→ EXERCISE: For the records that follow, give the number of lines containing the word "finger", with no added text.

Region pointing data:
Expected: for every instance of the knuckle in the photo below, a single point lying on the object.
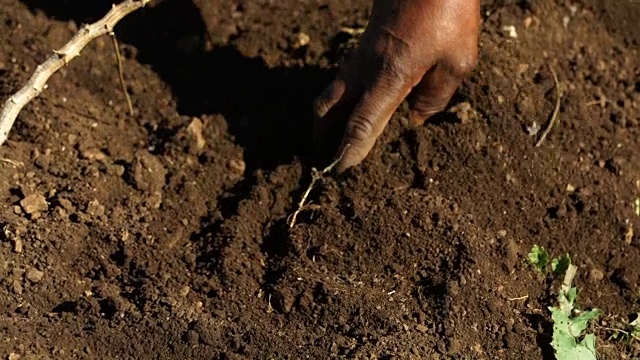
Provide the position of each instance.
(320, 107)
(465, 65)
(359, 129)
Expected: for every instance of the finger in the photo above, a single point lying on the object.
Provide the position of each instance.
(370, 116)
(432, 94)
(332, 107)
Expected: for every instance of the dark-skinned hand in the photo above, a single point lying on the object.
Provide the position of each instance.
(420, 49)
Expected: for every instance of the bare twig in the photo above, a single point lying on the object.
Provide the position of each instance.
(116, 49)
(626, 333)
(60, 58)
(556, 108)
(315, 177)
(12, 162)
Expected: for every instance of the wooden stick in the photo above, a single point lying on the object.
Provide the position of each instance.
(116, 49)
(556, 108)
(38, 81)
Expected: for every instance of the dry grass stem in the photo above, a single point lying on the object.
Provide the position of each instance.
(38, 81)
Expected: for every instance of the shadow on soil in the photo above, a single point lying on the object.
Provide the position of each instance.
(268, 110)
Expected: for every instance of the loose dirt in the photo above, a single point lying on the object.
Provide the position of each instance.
(164, 235)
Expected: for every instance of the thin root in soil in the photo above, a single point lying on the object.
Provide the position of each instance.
(315, 177)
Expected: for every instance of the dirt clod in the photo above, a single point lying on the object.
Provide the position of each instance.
(34, 203)
(168, 233)
(34, 275)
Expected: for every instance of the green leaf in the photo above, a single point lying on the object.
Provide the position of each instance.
(560, 264)
(635, 325)
(539, 258)
(567, 331)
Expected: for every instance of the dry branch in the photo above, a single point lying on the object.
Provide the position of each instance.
(556, 107)
(60, 58)
(315, 177)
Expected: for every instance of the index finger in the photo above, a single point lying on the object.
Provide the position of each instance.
(370, 116)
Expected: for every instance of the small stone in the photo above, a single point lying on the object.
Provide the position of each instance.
(510, 31)
(422, 328)
(16, 287)
(93, 154)
(67, 205)
(34, 275)
(464, 111)
(17, 245)
(34, 203)
(527, 22)
(149, 175)
(195, 130)
(596, 275)
(237, 166)
(95, 209)
(455, 346)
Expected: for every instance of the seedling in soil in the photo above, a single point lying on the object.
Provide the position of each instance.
(569, 322)
(539, 258)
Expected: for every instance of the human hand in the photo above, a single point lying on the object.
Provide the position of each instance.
(421, 49)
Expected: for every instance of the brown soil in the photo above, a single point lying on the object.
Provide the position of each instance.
(155, 244)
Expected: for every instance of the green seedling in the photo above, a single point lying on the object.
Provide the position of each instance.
(538, 257)
(569, 323)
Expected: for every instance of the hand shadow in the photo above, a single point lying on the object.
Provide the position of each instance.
(268, 110)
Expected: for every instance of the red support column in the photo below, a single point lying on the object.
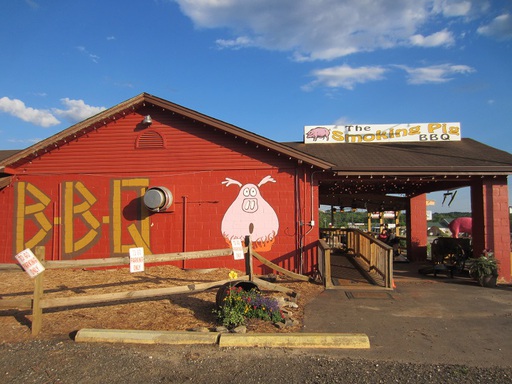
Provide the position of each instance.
(417, 228)
(491, 225)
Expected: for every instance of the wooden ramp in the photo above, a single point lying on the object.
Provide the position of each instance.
(348, 272)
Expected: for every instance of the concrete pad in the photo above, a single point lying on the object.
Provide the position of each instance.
(296, 340)
(145, 337)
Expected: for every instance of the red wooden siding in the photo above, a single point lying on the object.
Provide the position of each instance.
(84, 199)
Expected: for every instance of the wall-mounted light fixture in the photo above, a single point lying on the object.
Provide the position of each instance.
(147, 120)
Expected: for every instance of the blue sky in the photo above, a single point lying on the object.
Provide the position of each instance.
(268, 66)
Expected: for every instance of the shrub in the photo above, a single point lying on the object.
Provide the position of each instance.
(239, 305)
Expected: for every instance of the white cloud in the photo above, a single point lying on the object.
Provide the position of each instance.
(452, 8)
(435, 73)
(17, 108)
(77, 110)
(499, 28)
(345, 76)
(94, 58)
(437, 39)
(325, 29)
(239, 42)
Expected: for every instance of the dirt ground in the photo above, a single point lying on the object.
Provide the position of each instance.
(53, 357)
(171, 313)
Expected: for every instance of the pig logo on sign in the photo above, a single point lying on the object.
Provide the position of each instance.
(318, 132)
(250, 214)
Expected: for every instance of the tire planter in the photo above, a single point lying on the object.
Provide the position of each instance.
(488, 281)
(224, 290)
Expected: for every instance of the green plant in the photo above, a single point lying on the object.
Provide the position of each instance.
(239, 305)
(485, 265)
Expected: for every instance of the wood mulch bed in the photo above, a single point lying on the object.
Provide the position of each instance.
(171, 313)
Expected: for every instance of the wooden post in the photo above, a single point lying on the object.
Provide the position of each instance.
(37, 311)
(248, 258)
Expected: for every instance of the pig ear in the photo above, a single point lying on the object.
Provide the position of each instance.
(265, 180)
(229, 181)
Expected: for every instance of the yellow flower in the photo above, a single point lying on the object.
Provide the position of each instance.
(233, 275)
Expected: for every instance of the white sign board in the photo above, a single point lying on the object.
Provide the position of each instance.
(381, 133)
(238, 250)
(136, 260)
(29, 262)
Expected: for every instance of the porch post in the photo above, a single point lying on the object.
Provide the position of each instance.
(491, 225)
(417, 228)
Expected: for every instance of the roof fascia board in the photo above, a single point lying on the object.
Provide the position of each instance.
(145, 98)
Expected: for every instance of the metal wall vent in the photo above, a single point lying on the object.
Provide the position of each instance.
(158, 199)
(150, 140)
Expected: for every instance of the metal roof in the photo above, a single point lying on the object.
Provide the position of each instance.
(466, 156)
(144, 99)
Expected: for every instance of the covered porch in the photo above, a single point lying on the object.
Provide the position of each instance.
(397, 177)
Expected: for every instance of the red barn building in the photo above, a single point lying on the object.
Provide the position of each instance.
(152, 174)
(149, 173)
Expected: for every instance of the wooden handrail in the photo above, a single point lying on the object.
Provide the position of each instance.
(377, 256)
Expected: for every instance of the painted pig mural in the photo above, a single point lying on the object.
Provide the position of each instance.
(250, 214)
(461, 224)
(318, 132)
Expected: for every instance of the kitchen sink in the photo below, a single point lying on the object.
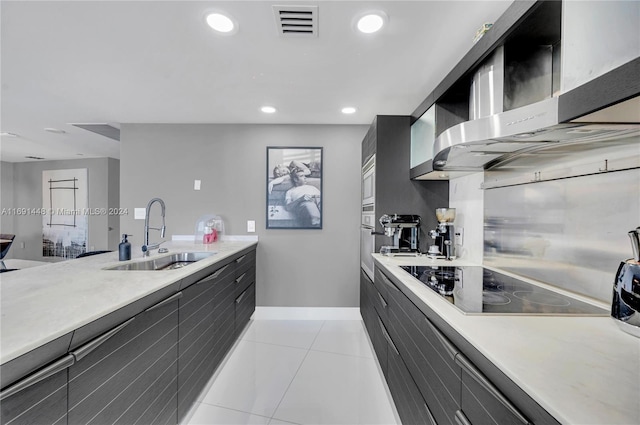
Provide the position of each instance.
(167, 262)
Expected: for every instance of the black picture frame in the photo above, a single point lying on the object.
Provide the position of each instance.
(294, 187)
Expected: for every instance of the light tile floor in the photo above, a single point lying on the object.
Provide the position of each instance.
(284, 372)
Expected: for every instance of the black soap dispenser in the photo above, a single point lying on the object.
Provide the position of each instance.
(124, 248)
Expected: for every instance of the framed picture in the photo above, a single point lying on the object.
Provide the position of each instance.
(294, 187)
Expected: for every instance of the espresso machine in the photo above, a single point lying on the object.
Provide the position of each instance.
(404, 230)
(444, 235)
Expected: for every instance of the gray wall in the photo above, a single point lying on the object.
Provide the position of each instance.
(22, 188)
(6, 198)
(301, 268)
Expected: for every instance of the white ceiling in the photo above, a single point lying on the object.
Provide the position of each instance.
(124, 62)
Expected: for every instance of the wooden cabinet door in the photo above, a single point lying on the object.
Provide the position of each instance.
(42, 403)
(198, 344)
(129, 375)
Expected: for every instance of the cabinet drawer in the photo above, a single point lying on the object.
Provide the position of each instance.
(406, 395)
(245, 306)
(131, 375)
(245, 262)
(43, 403)
(429, 358)
(372, 321)
(482, 402)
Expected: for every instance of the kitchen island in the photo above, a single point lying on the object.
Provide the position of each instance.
(581, 370)
(144, 329)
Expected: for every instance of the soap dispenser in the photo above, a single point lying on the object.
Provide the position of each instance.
(124, 248)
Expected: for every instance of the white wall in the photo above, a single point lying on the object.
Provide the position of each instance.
(299, 268)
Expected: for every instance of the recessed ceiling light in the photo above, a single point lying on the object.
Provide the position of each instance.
(371, 22)
(54, 130)
(221, 23)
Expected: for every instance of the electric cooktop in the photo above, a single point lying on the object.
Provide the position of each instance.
(475, 289)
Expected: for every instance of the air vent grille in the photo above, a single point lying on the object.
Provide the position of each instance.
(297, 21)
(106, 130)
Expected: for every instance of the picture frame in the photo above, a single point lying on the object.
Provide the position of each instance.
(294, 187)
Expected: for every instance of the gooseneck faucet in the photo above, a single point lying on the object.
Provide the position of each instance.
(147, 246)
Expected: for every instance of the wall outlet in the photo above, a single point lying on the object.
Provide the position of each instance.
(139, 213)
(457, 236)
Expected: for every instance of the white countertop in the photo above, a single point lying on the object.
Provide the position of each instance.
(582, 370)
(40, 304)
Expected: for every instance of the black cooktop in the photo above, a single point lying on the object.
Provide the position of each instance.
(475, 289)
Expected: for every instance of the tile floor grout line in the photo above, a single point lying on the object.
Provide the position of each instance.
(296, 374)
(235, 410)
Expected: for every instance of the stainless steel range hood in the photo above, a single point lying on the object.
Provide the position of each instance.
(489, 141)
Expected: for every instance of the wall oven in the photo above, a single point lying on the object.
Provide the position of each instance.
(368, 223)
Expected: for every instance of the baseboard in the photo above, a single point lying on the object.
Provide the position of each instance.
(307, 313)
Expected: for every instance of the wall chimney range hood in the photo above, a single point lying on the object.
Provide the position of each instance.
(536, 85)
(489, 141)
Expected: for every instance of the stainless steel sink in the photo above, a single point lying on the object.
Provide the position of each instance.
(167, 262)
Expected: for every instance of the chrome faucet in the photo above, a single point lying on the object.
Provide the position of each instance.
(146, 247)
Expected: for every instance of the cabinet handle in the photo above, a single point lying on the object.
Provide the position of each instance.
(468, 367)
(86, 349)
(34, 378)
(388, 282)
(432, 420)
(169, 300)
(239, 299)
(212, 276)
(448, 346)
(388, 337)
(461, 418)
(384, 303)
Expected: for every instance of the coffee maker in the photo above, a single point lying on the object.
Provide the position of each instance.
(444, 235)
(403, 228)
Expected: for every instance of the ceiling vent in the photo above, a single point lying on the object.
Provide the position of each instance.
(297, 21)
(106, 130)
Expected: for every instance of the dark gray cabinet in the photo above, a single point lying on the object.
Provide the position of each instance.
(371, 319)
(146, 365)
(41, 402)
(245, 290)
(200, 332)
(431, 379)
(129, 374)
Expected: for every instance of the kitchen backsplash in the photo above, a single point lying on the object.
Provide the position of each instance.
(571, 233)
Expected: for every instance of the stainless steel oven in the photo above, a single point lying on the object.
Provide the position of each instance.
(369, 181)
(367, 226)
(367, 243)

→ WRITTEN ANSWER: 2